*WORK INSTRUCTIONS*:
**1)** Render the following sentence from the post on the dividend wager into Spanish: "Similarly, this quote is wildly off subject."
**2)** Carry on the post about the dividend wager, picking up after its final sentence.

*PAGE*:
That's a pretty wild change of subject.
A specific one-time investment was proposed a few years back, due to an apparently blatant market failure / mispricing. You proposed a hypothetical alternative one-time investment that would have been entered, fair enough. Neither of those alternatives has any applicability to the issue of continuous saving for retirement, nor does either of them assume that you are pre-retirement. (I'm not).
More specifically, the original wager was NOT trying to predict where the market would be in two years as a one time trade, it was placing a wager on where the level of *dividends* would be in two years as a one time trade, a wildly different thing. Your proposed alternative *would* have been a wager on where the market was in a couple of years, a very much more dangerous thing with or without leverage.
"I can't predict the short-term movements of the stock market. I haven't the faintest idea as to whether stocks will be higher or lower a month, or a year, from now."
Similarly, this quote is wildly off subject. Your suggestion of a one-time fixed-term investment in SPY instead of these future contracts would have been such a wager, but the bet on the dividends wasn't.

*RECORDED DATA*:

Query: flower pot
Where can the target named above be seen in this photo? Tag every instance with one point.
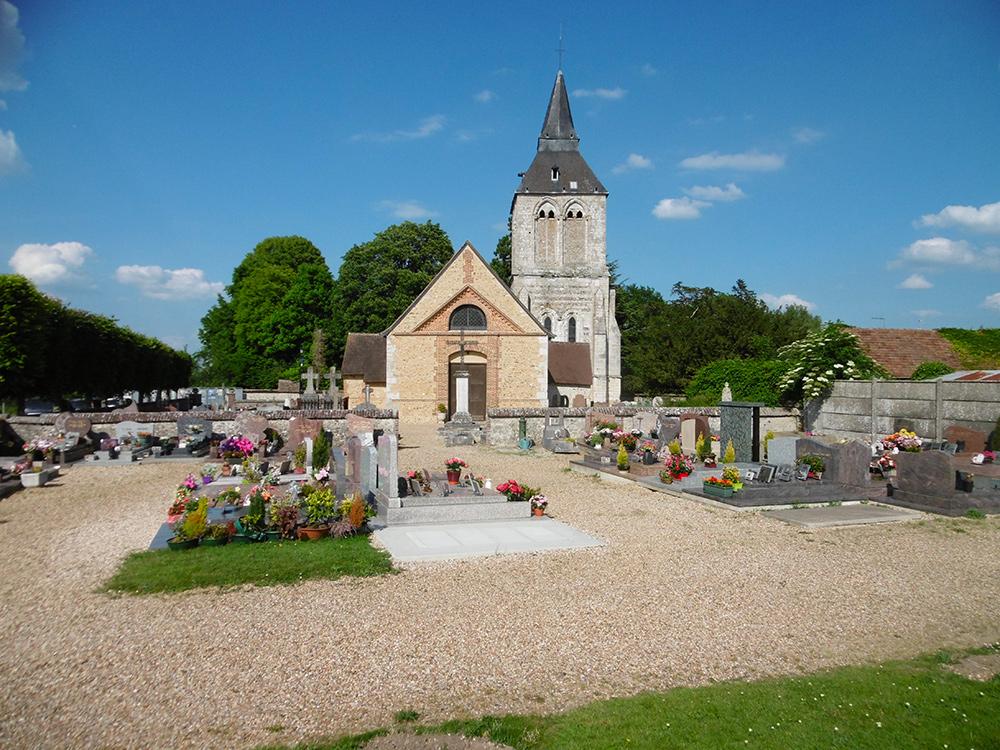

*PER-TASK ANSWERS*:
**1)** De manera similar, esta cita está completamente fuera de tema.

**2)**
A much better example is the index put options that Mr Buffett wrote for Berkshire. They had a nominal value of about $37 billion, but that number was never particularly meaningful. His quote at the time:
"One point about our contracts that is sometimes not understood: For us to lose the full $37.1 billion we have at risk, all stocks in all four indices would have to go to zero on their various termination dates."
A wager on the level of dividends in some future date is extremely similar, in that a "zero" is wildly improbable. By extension, the nominal value is not the right way to measure the size of the position, and the ratio of that nominal contract value to the cash you start with is not a measure of the leverage in the deal in the sense of its real world risk. Unless you think dividends across all those companies will hit zero for a full year, of course.
But, to your first question, yes, leverage on this position would have been sensible. i.e., having cash backing it up which was much smaller than the nominal contract value.